• WORK TO BE COMPLETED: Print, without alteration, the lines that extend from the one holding "Where in the photo above can the broken" to the final line of the listing below.
- Opening Delimiter -
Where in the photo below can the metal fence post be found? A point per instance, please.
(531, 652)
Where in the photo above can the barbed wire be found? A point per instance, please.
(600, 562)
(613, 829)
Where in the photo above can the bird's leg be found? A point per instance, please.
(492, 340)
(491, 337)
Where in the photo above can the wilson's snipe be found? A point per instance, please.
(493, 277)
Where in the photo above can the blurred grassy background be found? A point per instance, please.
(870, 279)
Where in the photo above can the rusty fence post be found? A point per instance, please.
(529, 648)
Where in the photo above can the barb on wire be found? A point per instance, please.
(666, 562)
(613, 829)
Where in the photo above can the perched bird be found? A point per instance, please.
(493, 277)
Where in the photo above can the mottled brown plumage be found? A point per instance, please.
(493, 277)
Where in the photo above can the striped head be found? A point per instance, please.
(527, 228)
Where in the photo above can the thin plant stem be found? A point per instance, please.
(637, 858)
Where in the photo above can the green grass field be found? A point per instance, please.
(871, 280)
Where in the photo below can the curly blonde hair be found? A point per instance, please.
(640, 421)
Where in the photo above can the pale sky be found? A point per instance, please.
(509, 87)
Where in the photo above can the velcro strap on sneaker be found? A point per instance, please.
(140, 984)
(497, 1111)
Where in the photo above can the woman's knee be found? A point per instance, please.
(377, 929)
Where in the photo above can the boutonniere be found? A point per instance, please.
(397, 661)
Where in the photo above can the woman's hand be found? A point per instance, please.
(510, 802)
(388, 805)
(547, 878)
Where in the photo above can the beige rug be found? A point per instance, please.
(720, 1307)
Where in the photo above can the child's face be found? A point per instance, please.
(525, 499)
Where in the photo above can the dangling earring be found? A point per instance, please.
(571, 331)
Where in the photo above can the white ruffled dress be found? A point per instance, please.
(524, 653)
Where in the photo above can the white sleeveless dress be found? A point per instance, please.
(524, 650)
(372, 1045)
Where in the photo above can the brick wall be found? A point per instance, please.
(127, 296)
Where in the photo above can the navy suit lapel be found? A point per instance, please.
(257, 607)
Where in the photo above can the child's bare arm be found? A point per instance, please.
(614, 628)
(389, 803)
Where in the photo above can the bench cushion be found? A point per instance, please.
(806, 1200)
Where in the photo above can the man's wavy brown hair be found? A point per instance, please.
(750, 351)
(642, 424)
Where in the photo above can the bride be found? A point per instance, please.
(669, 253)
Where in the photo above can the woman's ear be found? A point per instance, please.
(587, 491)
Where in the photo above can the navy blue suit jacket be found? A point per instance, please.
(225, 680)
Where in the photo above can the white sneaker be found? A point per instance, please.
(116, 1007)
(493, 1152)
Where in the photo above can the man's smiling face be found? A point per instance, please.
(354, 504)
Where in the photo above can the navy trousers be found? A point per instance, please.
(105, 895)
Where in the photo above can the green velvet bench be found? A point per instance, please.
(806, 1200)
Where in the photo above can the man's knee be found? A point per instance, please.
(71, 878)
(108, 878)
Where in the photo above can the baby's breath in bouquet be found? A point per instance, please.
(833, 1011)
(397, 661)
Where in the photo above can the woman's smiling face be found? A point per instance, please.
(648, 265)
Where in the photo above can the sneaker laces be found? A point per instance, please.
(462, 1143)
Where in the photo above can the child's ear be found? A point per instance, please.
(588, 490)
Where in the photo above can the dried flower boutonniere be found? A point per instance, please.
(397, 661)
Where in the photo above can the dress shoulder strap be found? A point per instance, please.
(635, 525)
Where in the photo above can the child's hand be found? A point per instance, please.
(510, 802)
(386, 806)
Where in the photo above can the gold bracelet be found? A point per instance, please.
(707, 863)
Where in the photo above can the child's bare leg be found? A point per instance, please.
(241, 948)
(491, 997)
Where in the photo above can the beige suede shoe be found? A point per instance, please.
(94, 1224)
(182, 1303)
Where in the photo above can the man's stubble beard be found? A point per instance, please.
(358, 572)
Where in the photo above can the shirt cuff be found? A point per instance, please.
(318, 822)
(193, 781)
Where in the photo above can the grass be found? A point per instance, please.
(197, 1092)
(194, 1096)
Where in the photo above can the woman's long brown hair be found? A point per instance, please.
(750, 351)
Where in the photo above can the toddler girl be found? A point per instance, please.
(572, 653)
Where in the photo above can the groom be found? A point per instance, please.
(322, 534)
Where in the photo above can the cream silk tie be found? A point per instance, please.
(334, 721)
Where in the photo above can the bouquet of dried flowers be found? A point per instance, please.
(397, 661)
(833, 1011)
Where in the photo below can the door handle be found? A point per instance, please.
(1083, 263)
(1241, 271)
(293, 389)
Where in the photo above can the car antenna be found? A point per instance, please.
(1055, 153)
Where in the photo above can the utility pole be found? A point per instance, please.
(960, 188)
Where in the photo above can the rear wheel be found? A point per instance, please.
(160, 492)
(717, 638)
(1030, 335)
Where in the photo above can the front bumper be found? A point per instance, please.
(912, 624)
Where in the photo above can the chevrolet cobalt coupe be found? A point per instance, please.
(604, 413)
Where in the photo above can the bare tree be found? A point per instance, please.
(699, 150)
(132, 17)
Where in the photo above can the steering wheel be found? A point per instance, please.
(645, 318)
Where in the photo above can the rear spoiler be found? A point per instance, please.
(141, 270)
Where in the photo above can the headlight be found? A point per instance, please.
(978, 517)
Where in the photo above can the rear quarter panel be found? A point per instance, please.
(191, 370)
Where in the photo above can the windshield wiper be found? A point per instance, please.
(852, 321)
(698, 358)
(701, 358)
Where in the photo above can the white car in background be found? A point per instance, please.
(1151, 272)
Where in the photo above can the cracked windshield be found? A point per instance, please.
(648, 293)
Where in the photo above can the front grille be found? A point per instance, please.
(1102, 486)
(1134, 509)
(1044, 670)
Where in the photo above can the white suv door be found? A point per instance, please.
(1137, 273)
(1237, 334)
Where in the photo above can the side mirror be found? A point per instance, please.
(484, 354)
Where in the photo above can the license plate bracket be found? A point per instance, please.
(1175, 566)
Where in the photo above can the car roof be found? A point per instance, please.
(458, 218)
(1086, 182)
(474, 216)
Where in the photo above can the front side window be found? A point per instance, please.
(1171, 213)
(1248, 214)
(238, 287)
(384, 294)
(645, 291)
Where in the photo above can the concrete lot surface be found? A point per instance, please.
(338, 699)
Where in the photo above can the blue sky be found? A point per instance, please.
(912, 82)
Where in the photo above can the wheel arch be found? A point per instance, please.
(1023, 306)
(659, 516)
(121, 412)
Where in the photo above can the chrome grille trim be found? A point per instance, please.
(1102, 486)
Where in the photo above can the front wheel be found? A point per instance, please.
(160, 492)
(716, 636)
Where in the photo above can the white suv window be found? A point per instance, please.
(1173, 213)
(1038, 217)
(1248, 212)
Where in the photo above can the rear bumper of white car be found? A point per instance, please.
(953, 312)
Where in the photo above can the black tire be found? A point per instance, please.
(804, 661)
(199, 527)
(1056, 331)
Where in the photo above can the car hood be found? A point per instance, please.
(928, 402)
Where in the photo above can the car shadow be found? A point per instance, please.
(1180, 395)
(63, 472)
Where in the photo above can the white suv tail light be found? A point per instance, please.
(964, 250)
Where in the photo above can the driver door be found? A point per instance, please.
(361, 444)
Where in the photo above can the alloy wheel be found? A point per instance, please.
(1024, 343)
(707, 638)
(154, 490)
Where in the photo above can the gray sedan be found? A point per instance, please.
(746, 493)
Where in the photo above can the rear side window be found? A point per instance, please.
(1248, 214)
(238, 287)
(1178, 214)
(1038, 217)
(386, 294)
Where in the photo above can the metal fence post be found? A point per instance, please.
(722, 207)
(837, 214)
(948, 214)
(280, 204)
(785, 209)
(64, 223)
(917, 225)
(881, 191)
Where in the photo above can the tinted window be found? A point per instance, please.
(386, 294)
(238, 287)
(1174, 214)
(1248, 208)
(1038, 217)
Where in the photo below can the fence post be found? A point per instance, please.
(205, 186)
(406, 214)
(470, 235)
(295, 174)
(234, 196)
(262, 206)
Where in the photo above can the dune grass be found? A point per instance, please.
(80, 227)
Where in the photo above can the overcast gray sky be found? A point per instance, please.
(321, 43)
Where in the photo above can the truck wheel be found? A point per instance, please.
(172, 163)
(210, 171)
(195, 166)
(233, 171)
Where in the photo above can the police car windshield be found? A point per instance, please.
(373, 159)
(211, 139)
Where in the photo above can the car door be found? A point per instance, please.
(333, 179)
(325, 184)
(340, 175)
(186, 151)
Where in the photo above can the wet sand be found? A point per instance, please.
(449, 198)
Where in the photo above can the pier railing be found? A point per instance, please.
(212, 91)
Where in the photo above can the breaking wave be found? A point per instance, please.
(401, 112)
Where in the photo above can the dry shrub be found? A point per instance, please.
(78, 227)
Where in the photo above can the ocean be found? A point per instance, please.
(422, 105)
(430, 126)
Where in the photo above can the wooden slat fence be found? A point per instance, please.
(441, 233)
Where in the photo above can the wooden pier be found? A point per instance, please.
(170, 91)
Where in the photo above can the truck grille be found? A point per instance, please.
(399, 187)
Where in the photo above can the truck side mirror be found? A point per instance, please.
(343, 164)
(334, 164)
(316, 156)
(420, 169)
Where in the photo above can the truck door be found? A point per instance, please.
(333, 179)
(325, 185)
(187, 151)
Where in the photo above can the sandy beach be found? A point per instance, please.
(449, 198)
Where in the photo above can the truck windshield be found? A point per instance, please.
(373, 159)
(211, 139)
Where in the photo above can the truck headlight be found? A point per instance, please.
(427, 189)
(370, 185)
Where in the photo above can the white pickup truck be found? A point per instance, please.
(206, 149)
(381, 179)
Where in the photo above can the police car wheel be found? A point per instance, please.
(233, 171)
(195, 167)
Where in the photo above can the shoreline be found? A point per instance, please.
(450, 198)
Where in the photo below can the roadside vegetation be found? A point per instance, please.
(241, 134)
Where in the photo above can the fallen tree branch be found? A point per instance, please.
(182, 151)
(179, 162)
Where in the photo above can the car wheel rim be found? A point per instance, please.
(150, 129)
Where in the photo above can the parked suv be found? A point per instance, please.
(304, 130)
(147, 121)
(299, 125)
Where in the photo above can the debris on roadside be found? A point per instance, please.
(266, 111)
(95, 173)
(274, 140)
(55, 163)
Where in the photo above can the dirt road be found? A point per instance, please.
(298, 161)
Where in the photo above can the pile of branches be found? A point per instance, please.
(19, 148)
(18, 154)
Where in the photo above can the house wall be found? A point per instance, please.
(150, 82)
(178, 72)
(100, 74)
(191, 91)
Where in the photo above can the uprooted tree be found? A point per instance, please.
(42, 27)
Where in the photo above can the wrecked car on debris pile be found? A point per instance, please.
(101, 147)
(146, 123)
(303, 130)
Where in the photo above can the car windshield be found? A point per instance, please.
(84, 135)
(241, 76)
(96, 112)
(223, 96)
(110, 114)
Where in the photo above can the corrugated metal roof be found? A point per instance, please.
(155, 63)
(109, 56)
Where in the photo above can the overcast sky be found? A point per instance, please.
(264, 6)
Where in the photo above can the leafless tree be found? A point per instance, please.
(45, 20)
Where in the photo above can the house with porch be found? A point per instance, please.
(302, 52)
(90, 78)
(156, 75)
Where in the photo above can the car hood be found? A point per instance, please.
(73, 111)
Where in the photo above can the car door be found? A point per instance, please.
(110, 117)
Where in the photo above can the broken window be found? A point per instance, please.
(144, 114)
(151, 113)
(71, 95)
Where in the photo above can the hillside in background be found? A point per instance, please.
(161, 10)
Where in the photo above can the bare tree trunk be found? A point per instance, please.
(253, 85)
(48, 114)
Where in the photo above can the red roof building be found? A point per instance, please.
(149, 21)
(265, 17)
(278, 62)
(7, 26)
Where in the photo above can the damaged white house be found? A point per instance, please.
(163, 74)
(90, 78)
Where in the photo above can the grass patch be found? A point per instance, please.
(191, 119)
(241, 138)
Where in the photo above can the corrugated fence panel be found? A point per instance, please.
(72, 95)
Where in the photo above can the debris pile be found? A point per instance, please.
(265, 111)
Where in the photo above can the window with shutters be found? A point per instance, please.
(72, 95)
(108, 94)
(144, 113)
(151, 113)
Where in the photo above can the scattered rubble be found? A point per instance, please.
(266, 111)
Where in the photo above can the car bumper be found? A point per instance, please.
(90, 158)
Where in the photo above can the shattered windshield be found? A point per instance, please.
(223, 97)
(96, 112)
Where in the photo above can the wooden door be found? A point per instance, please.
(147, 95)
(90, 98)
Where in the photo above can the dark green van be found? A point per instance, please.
- Closing Delimiter -
• FINISHED TASK:
Where in the photo above can the broken window be found? A point per instance, please.
(144, 114)
(151, 113)
(71, 95)
Where in the photo above can the hillside in background be found? A point per instance, please.
(161, 10)
Where in the photo above can the bare tree trunk be found? A point per instance, please.
(253, 85)
(48, 114)
Where in the photo above can the red roof building be found? A point per instance, please.
(149, 21)
(265, 17)
(278, 62)
(7, 26)
Where in the photo above can the damaged white house be found? A point per instance, please.
(163, 74)
(90, 78)
Where in the photo above can the grass patch be found? A point per instance, please.
(191, 119)
(241, 138)
Where in the photo above can the corrugated fence panel be found? A point per instance, please.
(72, 95)
Where in the photo above can the debris pile be found? A point per instance, please.
(265, 111)
Where in the photo above can the window with shutters be found? A point per instance, please.
(72, 95)
(108, 94)
(144, 113)
(151, 113)
Where in the photo above can the scattered rubble be found? A point per instance, please.
(266, 111)
Where in the photo above can the car bumper be found? A point per instance, please.
(90, 158)
Where in the photo above can the shattered windshield be found? A point per instance, please.
(223, 97)
(96, 112)
Where in the photo above can the wooden door be found? A point per instance, please.
(147, 95)
(90, 98)
Where in the photo above can the dark green van be found? A point per instance, please.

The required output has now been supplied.